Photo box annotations
++++++++

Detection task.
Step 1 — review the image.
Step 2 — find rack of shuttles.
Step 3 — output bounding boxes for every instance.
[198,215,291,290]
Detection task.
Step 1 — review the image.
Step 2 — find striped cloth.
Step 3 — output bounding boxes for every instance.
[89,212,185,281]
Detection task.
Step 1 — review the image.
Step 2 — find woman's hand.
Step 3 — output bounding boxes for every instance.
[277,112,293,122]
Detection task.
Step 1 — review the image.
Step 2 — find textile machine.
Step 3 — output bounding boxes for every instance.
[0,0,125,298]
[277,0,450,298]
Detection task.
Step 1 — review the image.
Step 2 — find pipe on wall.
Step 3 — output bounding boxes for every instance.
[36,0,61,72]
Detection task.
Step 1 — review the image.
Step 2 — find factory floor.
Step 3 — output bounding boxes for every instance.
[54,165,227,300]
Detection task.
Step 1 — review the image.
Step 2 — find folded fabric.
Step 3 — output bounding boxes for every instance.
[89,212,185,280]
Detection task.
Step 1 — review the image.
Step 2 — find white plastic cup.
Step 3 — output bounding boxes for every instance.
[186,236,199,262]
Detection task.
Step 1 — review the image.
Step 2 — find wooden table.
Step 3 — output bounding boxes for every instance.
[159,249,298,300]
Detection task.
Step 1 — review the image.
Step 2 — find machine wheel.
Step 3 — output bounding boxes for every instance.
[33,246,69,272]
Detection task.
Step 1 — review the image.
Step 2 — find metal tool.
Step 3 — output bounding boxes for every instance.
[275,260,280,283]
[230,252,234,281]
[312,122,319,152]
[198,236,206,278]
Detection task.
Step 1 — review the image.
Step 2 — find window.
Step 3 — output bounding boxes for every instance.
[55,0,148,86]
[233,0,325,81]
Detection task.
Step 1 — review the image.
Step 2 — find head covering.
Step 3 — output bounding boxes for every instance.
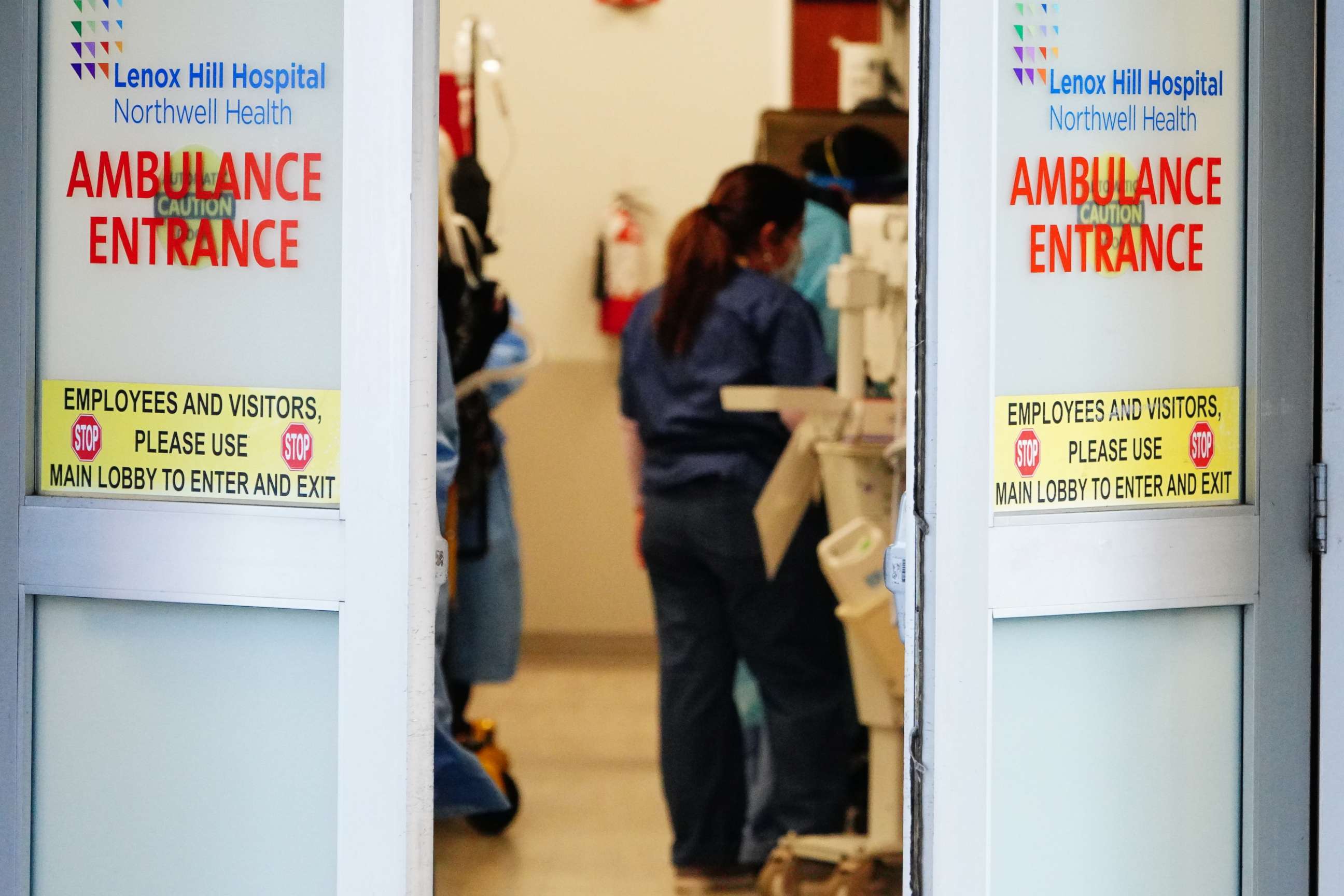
[802,125,906,198]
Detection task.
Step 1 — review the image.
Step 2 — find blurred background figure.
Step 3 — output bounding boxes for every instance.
[621,164,855,893]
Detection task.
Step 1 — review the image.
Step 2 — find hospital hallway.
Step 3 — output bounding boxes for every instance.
[434,639,672,896]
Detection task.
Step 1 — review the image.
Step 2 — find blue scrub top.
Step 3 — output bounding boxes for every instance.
[793,199,849,357]
[621,269,835,493]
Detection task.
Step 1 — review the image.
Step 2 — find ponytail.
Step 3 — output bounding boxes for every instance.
[653,164,804,357]
[653,205,736,356]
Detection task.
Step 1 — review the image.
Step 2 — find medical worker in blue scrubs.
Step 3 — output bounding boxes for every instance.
[621,165,855,892]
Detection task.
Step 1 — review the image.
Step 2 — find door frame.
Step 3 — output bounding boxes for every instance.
[906,0,1316,896]
[1316,0,1344,893]
[0,0,438,896]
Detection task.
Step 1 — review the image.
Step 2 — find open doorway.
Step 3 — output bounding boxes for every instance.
[436,0,908,893]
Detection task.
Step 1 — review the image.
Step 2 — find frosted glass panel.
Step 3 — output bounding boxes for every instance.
[32,598,338,896]
[989,607,1242,896]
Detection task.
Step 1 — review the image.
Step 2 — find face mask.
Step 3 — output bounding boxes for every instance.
[770,242,802,286]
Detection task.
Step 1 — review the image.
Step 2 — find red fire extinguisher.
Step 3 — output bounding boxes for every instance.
[594,193,649,336]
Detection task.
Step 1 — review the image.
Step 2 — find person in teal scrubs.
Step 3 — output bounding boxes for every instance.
[793,199,849,359]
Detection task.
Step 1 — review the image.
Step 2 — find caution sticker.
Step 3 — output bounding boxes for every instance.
[995,387,1242,512]
[39,380,340,505]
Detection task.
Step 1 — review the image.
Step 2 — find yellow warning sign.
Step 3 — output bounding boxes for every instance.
[995,387,1242,512]
[39,380,340,505]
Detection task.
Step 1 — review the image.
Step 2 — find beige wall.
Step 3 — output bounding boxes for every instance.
[441,0,790,634]
[497,361,653,634]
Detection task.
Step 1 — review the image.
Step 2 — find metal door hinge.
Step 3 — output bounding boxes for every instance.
[1312,464,1329,553]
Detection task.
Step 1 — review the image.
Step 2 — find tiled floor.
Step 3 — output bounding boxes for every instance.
[434,655,672,896]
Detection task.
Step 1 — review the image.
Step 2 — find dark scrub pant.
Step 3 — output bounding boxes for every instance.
[641,482,858,866]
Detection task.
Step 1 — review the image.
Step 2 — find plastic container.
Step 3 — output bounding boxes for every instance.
[817,517,906,727]
[815,442,895,531]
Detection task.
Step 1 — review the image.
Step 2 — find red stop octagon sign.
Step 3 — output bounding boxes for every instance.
[279,423,313,473]
[70,414,102,464]
[1189,421,1214,470]
[1012,430,1040,475]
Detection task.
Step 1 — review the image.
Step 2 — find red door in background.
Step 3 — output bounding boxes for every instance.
[793,0,881,109]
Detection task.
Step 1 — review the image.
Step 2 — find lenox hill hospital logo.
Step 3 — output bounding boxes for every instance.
[62,0,334,127]
[1010,3,1059,86]
[66,0,125,80]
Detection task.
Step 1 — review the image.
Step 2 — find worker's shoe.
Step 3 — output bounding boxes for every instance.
[675,865,761,896]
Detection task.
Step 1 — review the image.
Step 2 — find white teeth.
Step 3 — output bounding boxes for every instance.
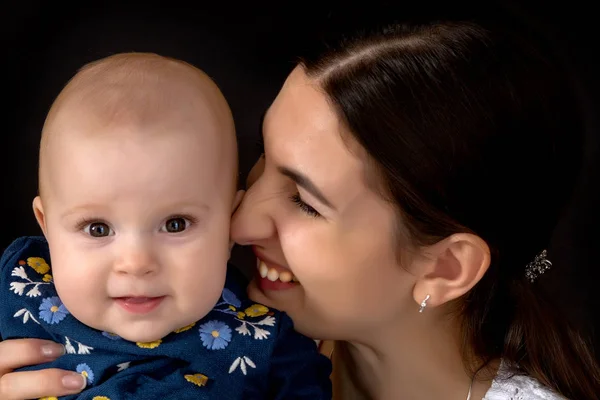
[267,268,279,282]
[256,260,298,282]
[279,271,293,282]
[258,261,269,278]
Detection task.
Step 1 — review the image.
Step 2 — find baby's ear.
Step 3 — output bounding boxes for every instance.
[229,190,246,257]
[32,196,46,235]
[231,190,246,214]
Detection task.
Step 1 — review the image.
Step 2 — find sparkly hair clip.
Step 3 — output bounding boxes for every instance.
[525,250,552,283]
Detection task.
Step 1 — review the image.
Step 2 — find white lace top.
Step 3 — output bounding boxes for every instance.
[482,363,566,400]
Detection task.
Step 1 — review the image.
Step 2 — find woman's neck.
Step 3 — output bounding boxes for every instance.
[333,318,491,400]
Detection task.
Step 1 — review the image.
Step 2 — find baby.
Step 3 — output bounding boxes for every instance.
[0,53,331,400]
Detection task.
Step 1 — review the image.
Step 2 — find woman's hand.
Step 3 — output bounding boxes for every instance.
[0,339,86,400]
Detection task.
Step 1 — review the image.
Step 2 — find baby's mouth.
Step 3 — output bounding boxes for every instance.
[257,259,300,284]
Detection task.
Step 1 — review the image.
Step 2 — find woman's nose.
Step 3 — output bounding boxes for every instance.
[231,180,276,245]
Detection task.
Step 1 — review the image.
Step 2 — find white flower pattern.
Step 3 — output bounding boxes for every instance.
[10,266,50,297]
[229,356,256,375]
[13,308,40,325]
[65,336,94,355]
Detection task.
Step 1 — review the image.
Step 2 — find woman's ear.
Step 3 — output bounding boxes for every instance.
[413,233,491,307]
[32,196,46,235]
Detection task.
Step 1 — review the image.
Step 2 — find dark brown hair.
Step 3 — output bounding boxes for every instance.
[301,22,600,400]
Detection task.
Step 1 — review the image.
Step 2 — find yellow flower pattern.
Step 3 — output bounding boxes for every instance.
[173,322,196,333]
[27,257,50,275]
[183,374,208,387]
[136,339,162,349]
[244,304,269,317]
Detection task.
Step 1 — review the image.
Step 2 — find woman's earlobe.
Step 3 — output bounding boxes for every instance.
[32,196,46,235]
[413,233,491,307]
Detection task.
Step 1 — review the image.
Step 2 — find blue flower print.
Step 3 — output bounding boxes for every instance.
[40,296,69,325]
[102,331,121,340]
[76,363,94,385]
[199,321,231,350]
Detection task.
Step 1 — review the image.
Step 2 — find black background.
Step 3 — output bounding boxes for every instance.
[0,1,600,334]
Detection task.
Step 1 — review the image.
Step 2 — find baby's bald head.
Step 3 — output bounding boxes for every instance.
[40,53,237,202]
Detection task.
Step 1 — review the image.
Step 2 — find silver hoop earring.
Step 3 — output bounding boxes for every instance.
[419,295,431,313]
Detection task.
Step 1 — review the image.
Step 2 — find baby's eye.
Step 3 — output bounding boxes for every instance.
[83,222,113,237]
[161,217,190,233]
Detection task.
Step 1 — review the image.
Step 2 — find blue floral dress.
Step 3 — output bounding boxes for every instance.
[0,237,331,400]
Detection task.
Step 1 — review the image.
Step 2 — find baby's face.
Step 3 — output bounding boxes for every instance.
[38,120,235,342]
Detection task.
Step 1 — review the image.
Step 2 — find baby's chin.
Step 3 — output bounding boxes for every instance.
[95,321,195,344]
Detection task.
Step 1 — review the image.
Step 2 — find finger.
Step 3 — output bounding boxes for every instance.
[0,339,65,376]
[0,368,86,400]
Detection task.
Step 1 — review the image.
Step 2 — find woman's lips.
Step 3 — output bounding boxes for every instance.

++++++++

▶ _Exercise requirements_
Please lay out the lines of the records, from the very first line through the line holding "[89,212,185,281]" inclusive, as a JSON list of strings with one string per line and any blank lines left out.

▶ _Correct answer_
[
  "Detection task.",
  "Step 1 — review the image.",
  "Step 2 — find rack of shuttles.",
  "Step 3 — output bounding boxes for every instance.",
  "[198,215,291,290]",
  "Detection task.",
  "Step 1 — review the image.",
  "Step 2 — find striped cloth.",
  "Step 3 — output bounding boxes for every instance.",
  "[89,212,185,281]"
]